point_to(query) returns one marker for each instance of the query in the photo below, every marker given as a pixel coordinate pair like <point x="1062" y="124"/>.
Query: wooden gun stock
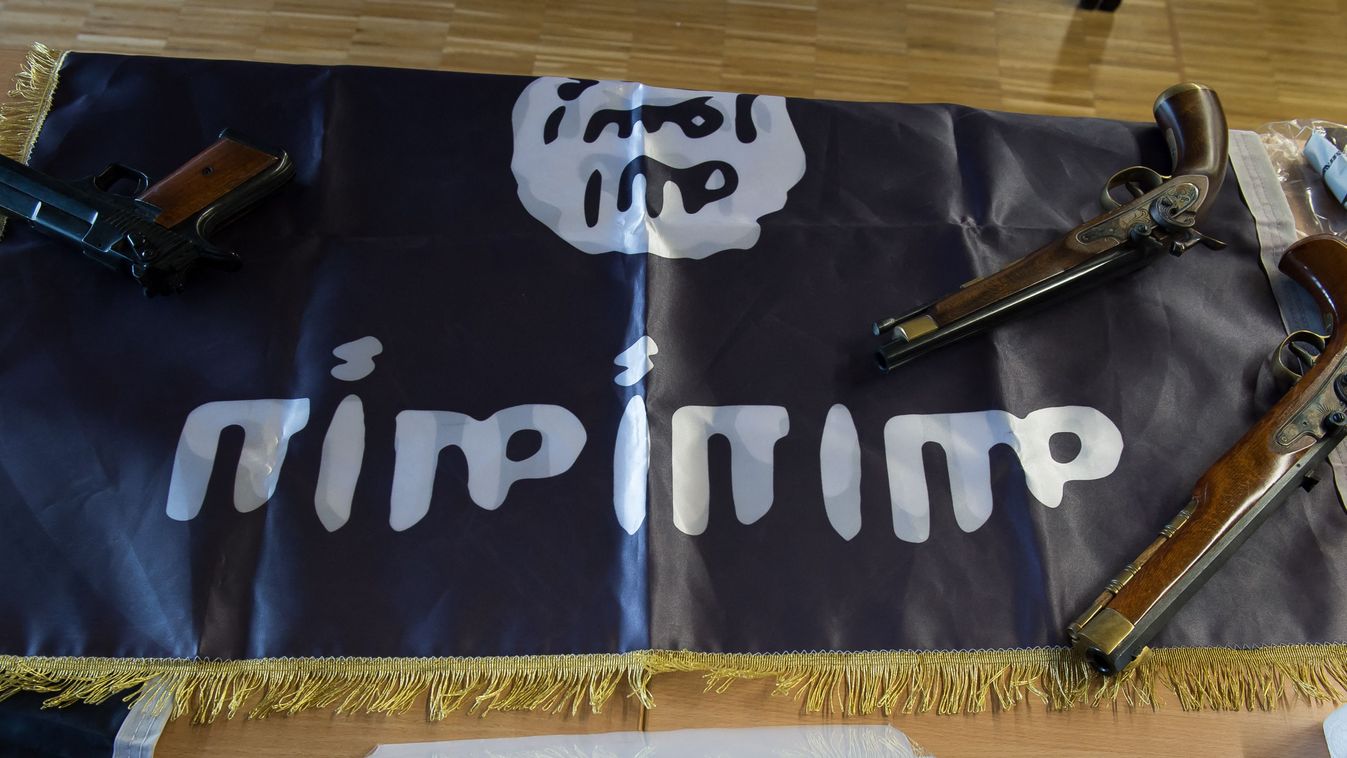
<point x="1125" y="237"/>
<point x="217" y="185"/>
<point x="1241" y="489"/>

____________________

**TASK DIRECTIONS**
Would you copy out all the data exactly, without the images?

**WORKED SOLUTION**
point_to(query) returns one marker for each instance of the query in the photo below, every marker given as a pixel coordinate pair like <point x="1062" y="124"/>.
Query: wooden gun stock
<point x="1125" y="237"/>
<point x="217" y="185"/>
<point x="1241" y="489"/>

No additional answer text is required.